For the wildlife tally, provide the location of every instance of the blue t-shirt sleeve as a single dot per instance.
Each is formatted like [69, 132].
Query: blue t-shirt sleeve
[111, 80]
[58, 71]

=======

*Activity*: Return the lines above, starting at the one that contains "Each is formatted like [69, 132]." and running through the last, exactly as they appear, with no extra lines.

*Solution for this task*:
Each is formatted like [69, 132].
Query: blue t-shirt sleeve
[111, 80]
[58, 71]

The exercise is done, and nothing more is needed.